**Consigne**
Recopie mot pour mot toutes les lignes des données ci-dessous, sans reprendre les images.
== == ==
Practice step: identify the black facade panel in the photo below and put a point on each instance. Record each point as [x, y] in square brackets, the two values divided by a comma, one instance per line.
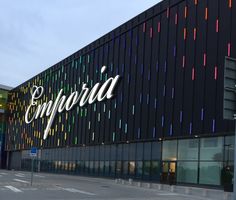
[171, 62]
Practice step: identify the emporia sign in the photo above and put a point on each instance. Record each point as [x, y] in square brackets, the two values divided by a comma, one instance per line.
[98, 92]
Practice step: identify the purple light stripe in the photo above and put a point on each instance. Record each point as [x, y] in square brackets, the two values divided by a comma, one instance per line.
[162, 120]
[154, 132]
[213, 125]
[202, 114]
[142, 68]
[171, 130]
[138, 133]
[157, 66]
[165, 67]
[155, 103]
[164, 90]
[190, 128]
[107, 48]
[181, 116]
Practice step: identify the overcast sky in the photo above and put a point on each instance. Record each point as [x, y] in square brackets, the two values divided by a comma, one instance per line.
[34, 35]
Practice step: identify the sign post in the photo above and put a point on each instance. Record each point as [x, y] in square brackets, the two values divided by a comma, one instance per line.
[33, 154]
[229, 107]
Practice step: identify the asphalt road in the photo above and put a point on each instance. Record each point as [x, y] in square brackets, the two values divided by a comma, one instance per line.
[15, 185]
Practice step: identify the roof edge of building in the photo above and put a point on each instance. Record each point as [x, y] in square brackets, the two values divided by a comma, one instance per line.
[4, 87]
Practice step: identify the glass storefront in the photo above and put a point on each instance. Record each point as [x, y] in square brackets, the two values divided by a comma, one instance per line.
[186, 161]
== == ==
**Réponse**
Practice step: identify the black facade panel in the photo below and put a point on each instance. Record each point as [x, y] in square brackets, the two values divided by a comma, one instance per line.
[171, 62]
Practice step: identify the emporia sign in the photo above and put a point on each instance. Record each point as [x, y] in square brackets, the two values divided by a comma, one instance per line.
[98, 92]
Practice step: identify the purple light stripe in the photo above and put a point on each instance. Record each point as [x, y] in square brackets, the two values divided by a comma, one instance per line.
[162, 120]
[154, 132]
[213, 125]
[202, 114]
[142, 68]
[171, 130]
[138, 133]
[157, 66]
[165, 67]
[155, 103]
[164, 90]
[190, 128]
[107, 48]
[181, 116]
Practice step: identify the overcast sky in the photo above and put a point on each instance. Record each point as [x, y] in square brackets, the two values divided by a comma, one instance per line.
[34, 35]
Practice step: identify the sign post in the photo above and put a point on each instance. Record each point as [x, y] in square brackets, the two values divided by a comma, one instance per line.
[33, 154]
[229, 107]
Practice step: identify the asphalt road in the photo above and put a point on each instance. Record each point as [x, y] in square brackets, the two values divided by a comma, one instance per line.
[15, 185]
Practice step: identify the roof edge of building in the photo above and put a point on each instance. Record each point as [x, y] in square brackets, the two values divided by a comma, one instance per line.
[4, 87]
Practice step: identify the glass storefront in the photo above and put a point on each instance. Record each point as [x, y] in square brackets, the two values divided by a comma, one instance per line.
[186, 161]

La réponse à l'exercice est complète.